• [WHAT TO WORK ON]: Please arrange the lines of the entries below as a numbered list, skipping blank lines and leaving out the pictures.

— Begin —

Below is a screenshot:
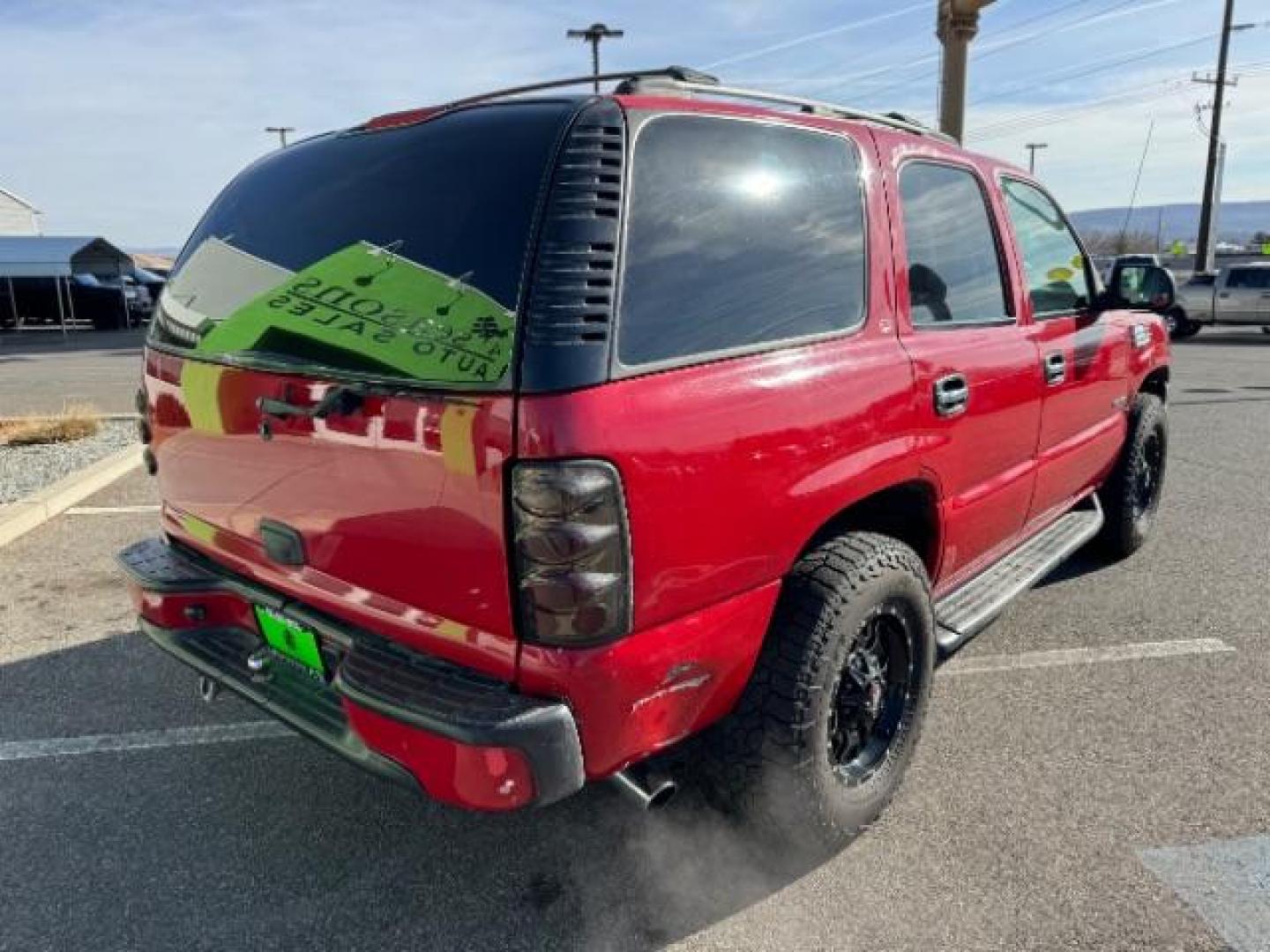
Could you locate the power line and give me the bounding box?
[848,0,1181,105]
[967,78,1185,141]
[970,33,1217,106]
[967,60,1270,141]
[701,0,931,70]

— End —

• [RIGHT ANSWER]:
1. Below is a screenshot:
2. Could you locate the power line and give me the bounding box?
3. [848,0,1181,105]
4. [967,78,1185,141]
5. [970,33,1217,106]
6. [967,60,1270,141]
7. [701,0,931,70]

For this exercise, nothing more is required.